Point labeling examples
▼
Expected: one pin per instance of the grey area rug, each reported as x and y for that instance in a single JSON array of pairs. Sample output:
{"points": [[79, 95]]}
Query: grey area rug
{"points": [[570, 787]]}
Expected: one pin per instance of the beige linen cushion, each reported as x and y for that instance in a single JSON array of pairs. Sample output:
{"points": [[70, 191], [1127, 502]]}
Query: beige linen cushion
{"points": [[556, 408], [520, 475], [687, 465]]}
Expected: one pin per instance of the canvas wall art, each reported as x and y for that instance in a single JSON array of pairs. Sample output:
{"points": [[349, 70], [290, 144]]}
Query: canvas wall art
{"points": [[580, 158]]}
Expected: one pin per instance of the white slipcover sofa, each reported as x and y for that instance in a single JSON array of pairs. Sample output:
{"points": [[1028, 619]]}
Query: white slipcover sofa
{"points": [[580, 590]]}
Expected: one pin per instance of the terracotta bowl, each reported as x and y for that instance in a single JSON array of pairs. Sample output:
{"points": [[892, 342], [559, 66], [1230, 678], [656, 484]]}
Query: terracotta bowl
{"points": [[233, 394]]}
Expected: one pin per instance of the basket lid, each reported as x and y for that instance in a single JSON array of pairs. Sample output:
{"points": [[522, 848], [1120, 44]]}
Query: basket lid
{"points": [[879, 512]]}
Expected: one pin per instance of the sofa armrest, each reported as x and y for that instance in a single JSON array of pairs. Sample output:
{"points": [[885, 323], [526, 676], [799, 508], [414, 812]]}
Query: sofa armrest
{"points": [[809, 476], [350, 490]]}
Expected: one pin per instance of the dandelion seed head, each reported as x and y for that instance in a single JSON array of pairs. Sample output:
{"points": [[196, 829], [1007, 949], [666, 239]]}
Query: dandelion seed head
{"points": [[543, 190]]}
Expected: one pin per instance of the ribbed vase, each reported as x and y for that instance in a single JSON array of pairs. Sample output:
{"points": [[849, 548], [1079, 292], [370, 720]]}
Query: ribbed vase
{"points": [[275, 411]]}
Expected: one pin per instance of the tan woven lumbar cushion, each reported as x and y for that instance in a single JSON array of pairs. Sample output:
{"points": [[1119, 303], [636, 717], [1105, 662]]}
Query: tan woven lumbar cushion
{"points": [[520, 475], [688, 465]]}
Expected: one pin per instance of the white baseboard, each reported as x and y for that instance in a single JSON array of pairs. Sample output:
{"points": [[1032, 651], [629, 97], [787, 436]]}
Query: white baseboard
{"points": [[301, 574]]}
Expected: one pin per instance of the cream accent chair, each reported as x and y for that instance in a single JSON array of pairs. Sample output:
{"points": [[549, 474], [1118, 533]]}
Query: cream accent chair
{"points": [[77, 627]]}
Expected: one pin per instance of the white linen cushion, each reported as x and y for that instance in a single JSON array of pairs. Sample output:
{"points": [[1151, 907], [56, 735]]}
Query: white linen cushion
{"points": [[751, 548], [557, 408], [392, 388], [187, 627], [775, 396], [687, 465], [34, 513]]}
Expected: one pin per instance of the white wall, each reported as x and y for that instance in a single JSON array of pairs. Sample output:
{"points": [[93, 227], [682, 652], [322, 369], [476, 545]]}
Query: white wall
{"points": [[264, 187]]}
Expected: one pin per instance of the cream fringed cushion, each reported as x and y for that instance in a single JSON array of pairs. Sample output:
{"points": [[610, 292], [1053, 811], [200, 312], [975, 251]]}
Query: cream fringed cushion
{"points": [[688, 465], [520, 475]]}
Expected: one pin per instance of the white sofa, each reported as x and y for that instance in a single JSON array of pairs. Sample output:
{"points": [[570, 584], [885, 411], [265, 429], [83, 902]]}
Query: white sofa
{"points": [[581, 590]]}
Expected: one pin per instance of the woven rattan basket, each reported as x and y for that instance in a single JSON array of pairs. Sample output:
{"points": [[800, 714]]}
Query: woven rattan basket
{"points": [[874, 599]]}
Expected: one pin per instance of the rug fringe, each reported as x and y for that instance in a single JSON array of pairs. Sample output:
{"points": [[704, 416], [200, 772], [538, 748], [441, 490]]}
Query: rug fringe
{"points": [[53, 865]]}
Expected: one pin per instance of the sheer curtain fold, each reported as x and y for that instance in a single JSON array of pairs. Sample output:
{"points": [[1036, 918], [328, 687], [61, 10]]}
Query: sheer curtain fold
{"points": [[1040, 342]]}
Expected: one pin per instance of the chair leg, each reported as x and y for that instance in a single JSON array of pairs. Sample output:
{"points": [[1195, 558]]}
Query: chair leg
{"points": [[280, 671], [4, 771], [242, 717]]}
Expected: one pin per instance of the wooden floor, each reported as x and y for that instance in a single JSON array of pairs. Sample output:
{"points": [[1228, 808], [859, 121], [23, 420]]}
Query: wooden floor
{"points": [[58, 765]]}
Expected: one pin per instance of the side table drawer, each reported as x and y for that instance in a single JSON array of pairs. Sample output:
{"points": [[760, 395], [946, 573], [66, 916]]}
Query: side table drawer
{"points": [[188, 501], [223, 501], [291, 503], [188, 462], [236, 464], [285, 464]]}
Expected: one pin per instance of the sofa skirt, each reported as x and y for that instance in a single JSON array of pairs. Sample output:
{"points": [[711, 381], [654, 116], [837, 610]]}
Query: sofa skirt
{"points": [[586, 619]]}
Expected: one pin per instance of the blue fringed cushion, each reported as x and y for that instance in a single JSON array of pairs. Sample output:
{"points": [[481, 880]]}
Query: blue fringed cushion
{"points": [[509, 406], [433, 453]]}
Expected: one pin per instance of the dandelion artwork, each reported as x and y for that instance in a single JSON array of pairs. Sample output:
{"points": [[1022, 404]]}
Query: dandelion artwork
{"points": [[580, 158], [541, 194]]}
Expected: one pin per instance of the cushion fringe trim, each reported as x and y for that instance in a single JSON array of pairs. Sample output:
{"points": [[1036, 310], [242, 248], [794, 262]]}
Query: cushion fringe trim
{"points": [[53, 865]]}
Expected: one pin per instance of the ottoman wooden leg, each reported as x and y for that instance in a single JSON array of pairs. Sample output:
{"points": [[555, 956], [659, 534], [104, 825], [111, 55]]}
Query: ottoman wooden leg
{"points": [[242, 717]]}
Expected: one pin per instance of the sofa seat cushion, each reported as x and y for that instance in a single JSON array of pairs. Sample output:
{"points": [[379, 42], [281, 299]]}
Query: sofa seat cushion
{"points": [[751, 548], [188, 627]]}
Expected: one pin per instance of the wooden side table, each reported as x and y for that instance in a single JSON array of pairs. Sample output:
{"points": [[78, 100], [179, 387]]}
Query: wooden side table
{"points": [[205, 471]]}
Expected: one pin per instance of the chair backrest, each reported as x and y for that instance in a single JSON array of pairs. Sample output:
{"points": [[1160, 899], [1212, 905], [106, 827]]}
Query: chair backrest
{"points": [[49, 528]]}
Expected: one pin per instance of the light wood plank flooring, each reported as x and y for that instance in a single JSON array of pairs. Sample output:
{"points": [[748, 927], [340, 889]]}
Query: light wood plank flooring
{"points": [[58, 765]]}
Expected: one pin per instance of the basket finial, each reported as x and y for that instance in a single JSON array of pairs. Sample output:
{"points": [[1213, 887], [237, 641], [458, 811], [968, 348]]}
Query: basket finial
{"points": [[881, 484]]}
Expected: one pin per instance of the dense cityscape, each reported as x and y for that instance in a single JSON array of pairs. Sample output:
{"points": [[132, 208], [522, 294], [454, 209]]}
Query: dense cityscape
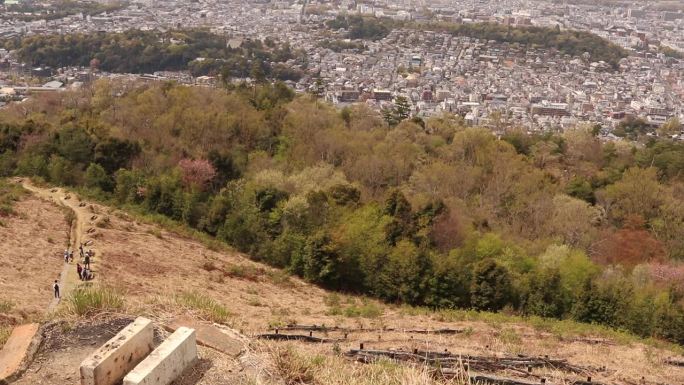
{"points": [[489, 83]]}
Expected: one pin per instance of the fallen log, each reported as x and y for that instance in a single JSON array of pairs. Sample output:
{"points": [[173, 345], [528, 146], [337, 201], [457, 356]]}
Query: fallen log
{"points": [[293, 337], [323, 328], [479, 363]]}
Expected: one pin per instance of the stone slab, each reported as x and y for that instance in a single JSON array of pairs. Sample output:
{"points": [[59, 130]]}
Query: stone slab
{"points": [[209, 335], [15, 349], [110, 363], [168, 361]]}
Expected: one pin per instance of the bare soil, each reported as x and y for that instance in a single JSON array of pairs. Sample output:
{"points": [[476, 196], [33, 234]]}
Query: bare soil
{"points": [[33, 243]]}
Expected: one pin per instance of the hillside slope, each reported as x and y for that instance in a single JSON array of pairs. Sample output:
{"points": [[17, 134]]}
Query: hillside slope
{"points": [[32, 242], [164, 275]]}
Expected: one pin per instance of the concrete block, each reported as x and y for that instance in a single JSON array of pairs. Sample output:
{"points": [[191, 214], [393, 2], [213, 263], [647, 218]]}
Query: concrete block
{"points": [[168, 361], [110, 363]]}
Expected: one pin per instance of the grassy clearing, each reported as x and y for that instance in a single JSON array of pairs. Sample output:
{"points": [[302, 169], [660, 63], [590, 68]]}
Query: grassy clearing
{"points": [[139, 214], [352, 307], [207, 307], [562, 329], [88, 301]]}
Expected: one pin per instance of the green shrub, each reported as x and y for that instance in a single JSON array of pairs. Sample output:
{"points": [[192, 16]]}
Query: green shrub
{"points": [[88, 301], [208, 308]]}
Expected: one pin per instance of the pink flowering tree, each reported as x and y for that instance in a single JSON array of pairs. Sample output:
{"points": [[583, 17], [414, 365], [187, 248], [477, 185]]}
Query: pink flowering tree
{"points": [[196, 173]]}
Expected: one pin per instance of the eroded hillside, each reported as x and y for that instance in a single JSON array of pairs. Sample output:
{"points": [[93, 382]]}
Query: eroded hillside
{"points": [[167, 276]]}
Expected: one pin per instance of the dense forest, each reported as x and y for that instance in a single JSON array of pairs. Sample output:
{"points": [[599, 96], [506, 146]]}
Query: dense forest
{"points": [[574, 43], [135, 51], [430, 213]]}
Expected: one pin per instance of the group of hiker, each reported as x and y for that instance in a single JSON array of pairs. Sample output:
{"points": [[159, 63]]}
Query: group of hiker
{"points": [[84, 271]]}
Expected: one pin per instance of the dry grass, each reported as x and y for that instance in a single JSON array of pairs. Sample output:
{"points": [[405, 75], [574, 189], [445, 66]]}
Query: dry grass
{"points": [[173, 275], [5, 332], [207, 308], [32, 245], [92, 300]]}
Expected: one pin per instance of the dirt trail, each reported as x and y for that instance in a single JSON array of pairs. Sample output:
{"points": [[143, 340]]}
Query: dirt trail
{"points": [[68, 276]]}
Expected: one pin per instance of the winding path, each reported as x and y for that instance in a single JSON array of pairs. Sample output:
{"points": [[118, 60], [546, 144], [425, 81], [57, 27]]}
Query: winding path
{"points": [[68, 276]]}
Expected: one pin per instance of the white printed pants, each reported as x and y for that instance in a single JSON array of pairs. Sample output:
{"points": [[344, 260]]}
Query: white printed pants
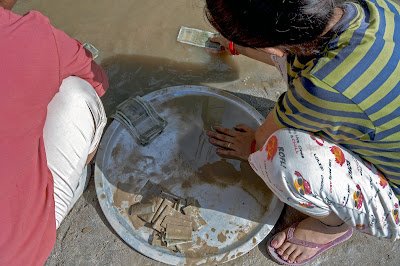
{"points": [[318, 178]]}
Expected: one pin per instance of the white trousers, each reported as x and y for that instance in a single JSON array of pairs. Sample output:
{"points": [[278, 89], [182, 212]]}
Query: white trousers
{"points": [[73, 129], [318, 177]]}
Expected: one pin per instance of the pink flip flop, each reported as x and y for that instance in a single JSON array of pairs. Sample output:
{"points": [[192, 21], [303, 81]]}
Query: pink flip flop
{"points": [[321, 247]]}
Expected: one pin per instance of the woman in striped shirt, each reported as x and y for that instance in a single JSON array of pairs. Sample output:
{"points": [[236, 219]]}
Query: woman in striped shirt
{"points": [[331, 146]]}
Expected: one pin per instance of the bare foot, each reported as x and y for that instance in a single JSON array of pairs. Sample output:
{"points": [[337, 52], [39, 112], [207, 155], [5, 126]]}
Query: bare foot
{"points": [[310, 229]]}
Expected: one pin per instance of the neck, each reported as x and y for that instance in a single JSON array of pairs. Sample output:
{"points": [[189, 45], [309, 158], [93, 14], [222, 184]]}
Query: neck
{"points": [[337, 16]]}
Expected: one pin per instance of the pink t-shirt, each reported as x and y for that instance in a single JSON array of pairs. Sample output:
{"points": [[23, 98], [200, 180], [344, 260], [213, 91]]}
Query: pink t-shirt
{"points": [[34, 59]]}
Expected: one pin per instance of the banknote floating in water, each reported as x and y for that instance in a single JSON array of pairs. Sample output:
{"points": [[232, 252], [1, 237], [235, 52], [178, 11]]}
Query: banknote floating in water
{"points": [[93, 50], [198, 38]]}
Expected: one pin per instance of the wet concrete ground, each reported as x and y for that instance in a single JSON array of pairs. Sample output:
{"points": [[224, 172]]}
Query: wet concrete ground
{"points": [[138, 49]]}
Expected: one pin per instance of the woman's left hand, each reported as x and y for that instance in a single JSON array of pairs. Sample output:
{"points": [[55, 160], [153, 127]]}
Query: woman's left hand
{"points": [[233, 143]]}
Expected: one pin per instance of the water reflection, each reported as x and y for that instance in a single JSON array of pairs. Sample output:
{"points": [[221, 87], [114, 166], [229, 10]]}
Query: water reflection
{"points": [[132, 75]]}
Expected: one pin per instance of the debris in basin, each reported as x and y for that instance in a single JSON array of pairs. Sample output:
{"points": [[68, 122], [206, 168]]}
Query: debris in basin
{"points": [[172, 218]]}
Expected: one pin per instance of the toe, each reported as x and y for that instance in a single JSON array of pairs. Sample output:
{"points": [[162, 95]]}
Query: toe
{"points": [[281, 250], [288, 252], [294, 255], [300, 258], [278, 240]]}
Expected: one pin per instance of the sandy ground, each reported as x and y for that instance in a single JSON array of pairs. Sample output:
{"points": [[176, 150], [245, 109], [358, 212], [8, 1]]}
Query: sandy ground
{"points": [[139, 51]]}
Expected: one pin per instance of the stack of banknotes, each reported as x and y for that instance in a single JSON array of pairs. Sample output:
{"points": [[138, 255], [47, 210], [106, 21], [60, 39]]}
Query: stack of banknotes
{"points": [[140, 119], [198, 38]]}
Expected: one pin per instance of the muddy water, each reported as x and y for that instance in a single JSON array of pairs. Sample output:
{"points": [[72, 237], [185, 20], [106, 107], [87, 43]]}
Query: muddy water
{"points": [[137, 43]]}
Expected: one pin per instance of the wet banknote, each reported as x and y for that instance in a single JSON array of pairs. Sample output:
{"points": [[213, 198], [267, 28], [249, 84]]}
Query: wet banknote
▲
Using the material above, extract the line that contains "Expected: one pin per instance of the debris" and every line after it, exactly as given; stop at the last line.

Expected: one pin per instance of the debris in basin, each reported as x and y for that instance in a single JSON array of pairs. Sample output:
{"points": [[68, 122], [206, 168]]}
Query: debris in basin
{"points": [[172, 218]]}
Expected: one pin per instance of the toe, each reported as x and y for that instance in a single JSON array of pairs. Sample output:
{"points": [[162, 95]]}
Query: toe
{"points": [[281, 250], [288, 252], [294, 255], [300, 258], [278, 240]]}
Expected: one pin per instance of the sandy ground, each reported as x and y for that instance in a single JSON array of pairs. Sample output:
{"points": [[176, 150], [245, 109], [358, 212], [8, 1]]}
Query: sandy ground
{"points": [[139, 51]]}
Expected: one pin per instance of the stack of banknotes, each reported as x and y for that instance in a single JSON array of pairs. Sample output:
{"points": [[138, 255], [47, 210], [106, 21], [60, 39]]}
Query: stack of banknotes
{"points": [[140, 119], [198, 38]]}
Expected: one pin per instance of the muddy water, each reported as x and y for that instance in a single JSON array of pairs. Sample output:
{"points": [[72, 237], [185, 20], [106, 107], [87, 43]]}
Query: muddy water
{"points": [[137, 43]]}
Expected: one pin per instance of the wet banknote, each reported as x and y for that instance in a single JSON array of pairs. Sample output:
{"points": [[213, 198], [267, 28], [249, 84]]}
Query: wet banknote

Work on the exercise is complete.